* Labeled area outline entries:
※ ※ ※

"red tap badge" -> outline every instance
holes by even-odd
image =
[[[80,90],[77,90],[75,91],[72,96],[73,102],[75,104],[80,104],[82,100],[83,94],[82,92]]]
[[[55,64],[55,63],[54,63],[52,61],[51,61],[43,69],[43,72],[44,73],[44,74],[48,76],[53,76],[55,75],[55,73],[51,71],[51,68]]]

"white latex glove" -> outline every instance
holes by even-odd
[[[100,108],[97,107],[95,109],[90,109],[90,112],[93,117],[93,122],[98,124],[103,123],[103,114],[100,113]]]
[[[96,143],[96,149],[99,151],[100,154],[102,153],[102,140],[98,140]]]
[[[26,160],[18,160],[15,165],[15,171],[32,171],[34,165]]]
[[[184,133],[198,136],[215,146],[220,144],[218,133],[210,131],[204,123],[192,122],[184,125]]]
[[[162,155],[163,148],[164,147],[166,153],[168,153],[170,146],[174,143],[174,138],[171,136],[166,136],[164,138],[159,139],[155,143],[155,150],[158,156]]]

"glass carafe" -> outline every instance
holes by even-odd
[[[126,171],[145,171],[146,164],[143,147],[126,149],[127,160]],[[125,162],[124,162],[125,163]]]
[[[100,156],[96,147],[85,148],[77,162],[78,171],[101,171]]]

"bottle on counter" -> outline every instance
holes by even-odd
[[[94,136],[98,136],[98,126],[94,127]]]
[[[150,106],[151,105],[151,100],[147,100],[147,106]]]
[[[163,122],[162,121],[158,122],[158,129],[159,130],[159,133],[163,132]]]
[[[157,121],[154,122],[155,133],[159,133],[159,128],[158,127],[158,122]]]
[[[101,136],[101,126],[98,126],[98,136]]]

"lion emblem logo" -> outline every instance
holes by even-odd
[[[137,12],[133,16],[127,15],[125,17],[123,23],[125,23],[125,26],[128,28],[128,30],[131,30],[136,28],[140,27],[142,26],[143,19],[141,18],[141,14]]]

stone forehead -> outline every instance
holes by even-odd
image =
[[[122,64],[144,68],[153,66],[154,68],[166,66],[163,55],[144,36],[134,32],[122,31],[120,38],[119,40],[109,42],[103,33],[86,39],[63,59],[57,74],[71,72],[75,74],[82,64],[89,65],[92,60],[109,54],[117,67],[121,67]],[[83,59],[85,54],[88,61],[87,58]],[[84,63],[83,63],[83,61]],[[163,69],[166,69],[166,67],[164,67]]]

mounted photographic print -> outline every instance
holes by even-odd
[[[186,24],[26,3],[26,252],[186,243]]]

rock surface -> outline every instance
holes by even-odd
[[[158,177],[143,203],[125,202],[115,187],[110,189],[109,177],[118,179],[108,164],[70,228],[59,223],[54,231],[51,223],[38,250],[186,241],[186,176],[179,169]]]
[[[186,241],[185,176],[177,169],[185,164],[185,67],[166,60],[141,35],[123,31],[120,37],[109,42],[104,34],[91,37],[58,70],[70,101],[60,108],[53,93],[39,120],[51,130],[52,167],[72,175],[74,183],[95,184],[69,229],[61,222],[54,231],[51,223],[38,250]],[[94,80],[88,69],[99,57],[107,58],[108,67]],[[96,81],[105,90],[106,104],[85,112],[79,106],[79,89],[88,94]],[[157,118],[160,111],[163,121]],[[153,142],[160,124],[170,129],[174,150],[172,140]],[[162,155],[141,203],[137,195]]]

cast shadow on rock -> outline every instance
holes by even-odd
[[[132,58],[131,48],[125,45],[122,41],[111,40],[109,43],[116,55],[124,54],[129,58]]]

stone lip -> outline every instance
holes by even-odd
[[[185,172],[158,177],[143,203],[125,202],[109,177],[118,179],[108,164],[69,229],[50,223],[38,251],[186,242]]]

※ ※ ※

* Problem to work on: Repeat word for word every line from the one that holds "cast shadow on rock -> outline every instance" to the end. Both ends count.

* Worked solution:
cast shadow on rock -> outline every instance
holes by even-odd
[[[132,58],[131,48],[125,45],[122,41],[111,40],[109,43],[116,55],[124,54],[129,58]]]

stone lip -> outline every instance
holes by even-odd
[[[185,172],[158,177],[143,203],[125,202],[109,177],[118,179],[108,164],[69,229],[50,223],[38,251],[186,242]]]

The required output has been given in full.